━━ Document excerpt
However, the left’s hatred for Bush is based more on personality than politics. Progressives have never been able to move beyond their view of Bush as a less-than-intelligent Bible-thumper born of privilege and indifferent to the needs of the “working man.” Just as the right regarded President Clinton as manifestly unqualified for the office, the left regards Bush as simply being inadequate for the job. Even if Bush won the 2000 election in a non-controversial fashion, the left would still despise him. Democrats may have denounced Reagan as a Bedtime for Bonzo President, but even the most fervent blue-stater had to give Reagan credit for his charisma and his rise from austere circumstances. Bush can never receive such credit, because he’s seen as “to the manor born.”
Bush’s actions have always been viewed by his political opponents through the lens of his perceived personality flaws. Iraq? The result of his supposed lack of intelligence. Katrina? The result of his alleged lack of compassion. Tax cuts? The result of his presumed disdain for the downtrodden.
Again, this is a mirror image of the way conservatives viewed Clinton—as a man whose questionable actions were the direct result of his personality flaws. Most progressives would be shocked if one pointed out that the left’s view of Bush is indistinguishable from the right’s view of Clinton. Yet, the evidence of such similarity is irrefutable.
Conservatives criticize Bush because they think he changed once in office, going back on his promises to the right and pursuing an ideologically inscrutable agenda. The left, however, feels that Bush is the same ineffective leader he was when he began his term—which is, of course, the exact same way the right thought of Clinton when he turned over the keys to 1600 Pennsylvania Avenue to Bush in January 2001. The more things change, the more they stay the same.
━━━━
━━ Data records
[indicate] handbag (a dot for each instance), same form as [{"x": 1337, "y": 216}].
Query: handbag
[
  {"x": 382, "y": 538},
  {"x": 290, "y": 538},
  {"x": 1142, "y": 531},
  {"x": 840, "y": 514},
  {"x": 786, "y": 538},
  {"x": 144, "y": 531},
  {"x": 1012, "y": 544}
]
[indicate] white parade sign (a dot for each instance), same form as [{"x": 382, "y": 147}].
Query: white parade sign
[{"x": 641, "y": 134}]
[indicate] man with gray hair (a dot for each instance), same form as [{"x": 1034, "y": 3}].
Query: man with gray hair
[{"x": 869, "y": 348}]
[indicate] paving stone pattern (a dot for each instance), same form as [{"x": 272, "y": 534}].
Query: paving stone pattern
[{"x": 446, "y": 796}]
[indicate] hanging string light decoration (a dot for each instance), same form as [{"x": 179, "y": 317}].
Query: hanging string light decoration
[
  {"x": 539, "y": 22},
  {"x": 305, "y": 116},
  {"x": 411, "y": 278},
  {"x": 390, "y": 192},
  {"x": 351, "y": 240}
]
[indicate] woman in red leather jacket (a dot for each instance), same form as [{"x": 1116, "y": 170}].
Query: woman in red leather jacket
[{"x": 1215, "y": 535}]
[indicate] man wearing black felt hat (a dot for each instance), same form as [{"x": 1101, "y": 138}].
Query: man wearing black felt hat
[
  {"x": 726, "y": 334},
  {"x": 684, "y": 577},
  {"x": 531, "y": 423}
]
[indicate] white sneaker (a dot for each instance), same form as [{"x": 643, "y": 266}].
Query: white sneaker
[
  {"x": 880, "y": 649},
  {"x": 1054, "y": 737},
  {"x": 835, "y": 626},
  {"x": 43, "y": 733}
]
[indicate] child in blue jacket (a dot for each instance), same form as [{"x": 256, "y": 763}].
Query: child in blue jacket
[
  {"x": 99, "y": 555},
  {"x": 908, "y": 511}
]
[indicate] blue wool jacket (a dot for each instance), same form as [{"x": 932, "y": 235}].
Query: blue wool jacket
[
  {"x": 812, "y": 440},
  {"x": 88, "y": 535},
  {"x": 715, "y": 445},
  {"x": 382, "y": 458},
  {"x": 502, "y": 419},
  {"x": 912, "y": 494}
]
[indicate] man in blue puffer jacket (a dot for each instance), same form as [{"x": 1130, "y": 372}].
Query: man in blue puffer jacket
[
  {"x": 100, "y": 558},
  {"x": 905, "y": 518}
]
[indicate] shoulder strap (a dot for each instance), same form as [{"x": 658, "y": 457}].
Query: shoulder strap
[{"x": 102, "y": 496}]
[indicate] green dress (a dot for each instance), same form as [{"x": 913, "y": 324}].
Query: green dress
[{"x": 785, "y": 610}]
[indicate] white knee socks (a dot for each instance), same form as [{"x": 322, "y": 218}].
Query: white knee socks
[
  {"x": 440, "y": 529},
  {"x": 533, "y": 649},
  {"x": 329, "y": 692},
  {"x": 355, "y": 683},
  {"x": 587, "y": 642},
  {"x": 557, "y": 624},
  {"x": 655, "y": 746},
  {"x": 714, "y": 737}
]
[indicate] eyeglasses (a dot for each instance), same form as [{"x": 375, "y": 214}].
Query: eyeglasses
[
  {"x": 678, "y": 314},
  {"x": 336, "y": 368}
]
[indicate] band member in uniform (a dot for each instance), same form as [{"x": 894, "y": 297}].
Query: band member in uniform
━━━━
### Exercise set
- a) Transcribe the commentary on Bush from "Conservatives criticize Bush" up to and including "stay the same.".
- b) In the commentary on Bush, what did even the most fervent blue-stater have to credit Reagan for?

### Solved tasks
- a)
Conservatives criticize Bush because they think he changed once in office, going back on his promises to the right and pursuing an ideologically inscrutable agenda. The left, however, feels that Bush is the same ineffective leader he was when he began his term—which is, of course, the exact same way the right thought of Clinton when he turned over the keys to 1600 Pennsylvania Avenue to Bush in January 2001. The more things change, the more they stay the same.

- b) His charisma and his rise from austere circumstances.